Entries from a dataset:
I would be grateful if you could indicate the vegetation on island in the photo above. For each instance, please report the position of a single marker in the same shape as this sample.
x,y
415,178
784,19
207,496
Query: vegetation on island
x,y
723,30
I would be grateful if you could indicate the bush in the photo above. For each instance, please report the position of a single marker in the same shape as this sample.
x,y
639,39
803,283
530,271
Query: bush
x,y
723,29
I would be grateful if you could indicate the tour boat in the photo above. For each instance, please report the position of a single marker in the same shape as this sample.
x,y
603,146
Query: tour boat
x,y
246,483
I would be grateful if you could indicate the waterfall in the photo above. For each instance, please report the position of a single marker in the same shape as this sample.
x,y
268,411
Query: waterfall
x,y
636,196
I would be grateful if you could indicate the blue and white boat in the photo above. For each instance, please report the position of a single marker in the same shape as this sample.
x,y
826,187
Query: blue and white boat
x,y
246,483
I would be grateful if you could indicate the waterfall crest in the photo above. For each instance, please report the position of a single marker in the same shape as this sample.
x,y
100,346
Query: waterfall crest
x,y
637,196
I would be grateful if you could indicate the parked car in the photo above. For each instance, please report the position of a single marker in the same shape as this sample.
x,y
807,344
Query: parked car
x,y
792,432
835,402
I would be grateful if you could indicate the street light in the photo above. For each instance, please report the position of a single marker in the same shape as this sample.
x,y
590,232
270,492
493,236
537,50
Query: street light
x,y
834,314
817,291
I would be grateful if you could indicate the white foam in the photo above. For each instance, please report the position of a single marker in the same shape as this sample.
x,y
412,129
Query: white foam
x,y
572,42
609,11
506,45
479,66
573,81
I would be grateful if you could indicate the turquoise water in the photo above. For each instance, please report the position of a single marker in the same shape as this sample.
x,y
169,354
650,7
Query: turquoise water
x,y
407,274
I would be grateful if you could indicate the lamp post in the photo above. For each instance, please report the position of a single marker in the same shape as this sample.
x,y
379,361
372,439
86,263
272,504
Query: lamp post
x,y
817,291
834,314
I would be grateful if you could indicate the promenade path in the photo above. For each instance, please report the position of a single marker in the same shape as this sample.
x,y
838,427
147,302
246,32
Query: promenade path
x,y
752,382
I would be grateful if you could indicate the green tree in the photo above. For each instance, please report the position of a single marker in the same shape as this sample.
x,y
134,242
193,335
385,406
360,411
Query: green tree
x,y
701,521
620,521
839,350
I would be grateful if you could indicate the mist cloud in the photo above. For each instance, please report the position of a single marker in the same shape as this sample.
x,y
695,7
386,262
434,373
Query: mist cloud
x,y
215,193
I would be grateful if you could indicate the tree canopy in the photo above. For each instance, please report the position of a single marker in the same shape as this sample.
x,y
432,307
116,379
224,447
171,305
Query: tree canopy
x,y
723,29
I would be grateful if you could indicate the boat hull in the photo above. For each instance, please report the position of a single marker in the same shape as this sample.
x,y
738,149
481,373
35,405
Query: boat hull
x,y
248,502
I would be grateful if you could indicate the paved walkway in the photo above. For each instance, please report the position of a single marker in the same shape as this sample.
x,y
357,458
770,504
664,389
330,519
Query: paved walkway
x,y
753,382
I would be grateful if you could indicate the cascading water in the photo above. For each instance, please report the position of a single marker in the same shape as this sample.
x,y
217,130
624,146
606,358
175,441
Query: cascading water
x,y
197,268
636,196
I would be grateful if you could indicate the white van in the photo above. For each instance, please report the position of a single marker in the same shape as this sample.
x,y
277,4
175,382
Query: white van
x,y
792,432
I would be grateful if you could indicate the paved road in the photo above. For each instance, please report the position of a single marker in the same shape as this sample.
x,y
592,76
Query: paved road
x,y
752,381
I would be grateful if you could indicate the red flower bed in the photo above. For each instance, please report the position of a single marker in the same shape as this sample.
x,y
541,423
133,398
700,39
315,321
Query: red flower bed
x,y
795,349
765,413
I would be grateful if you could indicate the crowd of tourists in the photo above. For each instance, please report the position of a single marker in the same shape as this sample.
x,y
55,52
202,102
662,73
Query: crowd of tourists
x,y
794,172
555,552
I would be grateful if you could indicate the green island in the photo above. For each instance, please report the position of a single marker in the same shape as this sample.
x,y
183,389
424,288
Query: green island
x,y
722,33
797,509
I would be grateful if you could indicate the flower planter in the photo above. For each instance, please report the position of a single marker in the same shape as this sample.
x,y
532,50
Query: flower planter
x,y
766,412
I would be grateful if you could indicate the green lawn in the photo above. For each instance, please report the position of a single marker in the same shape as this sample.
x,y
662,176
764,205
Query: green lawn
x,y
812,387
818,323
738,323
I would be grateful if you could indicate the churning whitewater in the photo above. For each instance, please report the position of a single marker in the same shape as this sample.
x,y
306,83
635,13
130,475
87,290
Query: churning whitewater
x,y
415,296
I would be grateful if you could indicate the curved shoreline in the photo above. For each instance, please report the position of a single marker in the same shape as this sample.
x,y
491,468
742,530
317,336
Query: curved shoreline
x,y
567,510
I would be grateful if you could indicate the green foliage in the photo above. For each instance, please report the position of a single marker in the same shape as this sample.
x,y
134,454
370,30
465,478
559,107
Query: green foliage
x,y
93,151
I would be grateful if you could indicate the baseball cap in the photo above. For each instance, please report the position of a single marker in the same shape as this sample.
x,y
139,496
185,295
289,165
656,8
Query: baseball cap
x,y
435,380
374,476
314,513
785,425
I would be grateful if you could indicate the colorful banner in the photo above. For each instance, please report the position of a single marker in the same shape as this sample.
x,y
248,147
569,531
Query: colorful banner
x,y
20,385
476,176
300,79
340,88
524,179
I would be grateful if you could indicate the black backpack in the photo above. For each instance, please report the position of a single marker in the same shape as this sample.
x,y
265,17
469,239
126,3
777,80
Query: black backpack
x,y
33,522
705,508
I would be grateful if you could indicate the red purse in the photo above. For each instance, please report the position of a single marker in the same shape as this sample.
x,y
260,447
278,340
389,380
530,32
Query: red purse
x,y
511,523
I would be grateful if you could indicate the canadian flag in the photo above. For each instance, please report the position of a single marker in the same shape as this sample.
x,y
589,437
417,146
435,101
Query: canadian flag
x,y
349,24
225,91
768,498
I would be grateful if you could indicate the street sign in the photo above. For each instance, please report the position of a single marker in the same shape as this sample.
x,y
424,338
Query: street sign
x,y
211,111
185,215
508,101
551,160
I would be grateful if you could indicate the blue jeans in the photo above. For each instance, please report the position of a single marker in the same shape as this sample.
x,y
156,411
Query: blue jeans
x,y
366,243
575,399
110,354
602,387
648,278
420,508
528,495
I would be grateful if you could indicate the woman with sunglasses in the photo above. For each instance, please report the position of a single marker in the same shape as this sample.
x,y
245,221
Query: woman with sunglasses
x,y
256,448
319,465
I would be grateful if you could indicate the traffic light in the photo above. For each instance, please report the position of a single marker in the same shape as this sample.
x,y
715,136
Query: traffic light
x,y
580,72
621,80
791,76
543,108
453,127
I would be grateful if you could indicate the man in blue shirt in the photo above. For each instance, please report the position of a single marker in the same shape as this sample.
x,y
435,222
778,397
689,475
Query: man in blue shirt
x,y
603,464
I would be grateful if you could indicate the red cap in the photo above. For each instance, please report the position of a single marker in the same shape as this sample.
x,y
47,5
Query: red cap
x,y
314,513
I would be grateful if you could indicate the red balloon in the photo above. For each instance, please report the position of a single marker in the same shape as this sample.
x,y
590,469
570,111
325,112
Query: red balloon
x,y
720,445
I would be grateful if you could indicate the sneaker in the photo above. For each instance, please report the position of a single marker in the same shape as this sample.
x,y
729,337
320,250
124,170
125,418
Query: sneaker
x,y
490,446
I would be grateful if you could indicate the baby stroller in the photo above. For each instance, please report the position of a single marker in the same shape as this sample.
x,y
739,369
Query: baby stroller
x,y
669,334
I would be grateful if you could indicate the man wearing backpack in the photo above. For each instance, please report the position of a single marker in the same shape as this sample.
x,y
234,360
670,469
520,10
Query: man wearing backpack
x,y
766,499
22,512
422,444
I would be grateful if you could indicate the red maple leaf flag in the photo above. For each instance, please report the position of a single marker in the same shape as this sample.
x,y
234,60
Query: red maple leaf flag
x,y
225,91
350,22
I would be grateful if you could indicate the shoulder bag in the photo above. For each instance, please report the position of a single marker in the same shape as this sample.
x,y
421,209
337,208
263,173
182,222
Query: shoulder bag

What you will do: From the line holding "I would be grateful if you could indicate the sneaker" through the last line above, reproduce each line exactly and add nothing.

Solved problem:
I would be grateful if you could indicate the sneaker in the photo above. For each instance, please report the position of a single marker in the same shape as this sample.
x,y
729,337
320,250
124,170
125,418
Query: sneaker
x,y
490,446
I would be grateful if you could indicate the baby stroller in the photo above. For each instance, please report the position of a single marker in the same shape as this sample.
x,y
739,369
Query: baby stroller
x,y
669,334
I would be grateful if you could indicate the man wearing backpack in the photo above. For each instance, please report the position of a single marker in the same shape as this sample.
x,y
234,360
670,469
520,10
Query: man wearing backpack
x,y
766,499
22,512
422,444
I would be grateful if you could indicate the red maple leaf flag in the photo above. For each instance, please report the position of a single marker in the same shape as this sample.
x,y
234,60
Query: red maple leaf flag
x,y
225,91
350,22
I would be grateful if you could indicate the shoulder bag in the photo above. For each instance, please report the position of a single marker in the same shape as this sample.
x,y
421,209
337,208
263,173
182,222
Query: shoulder bag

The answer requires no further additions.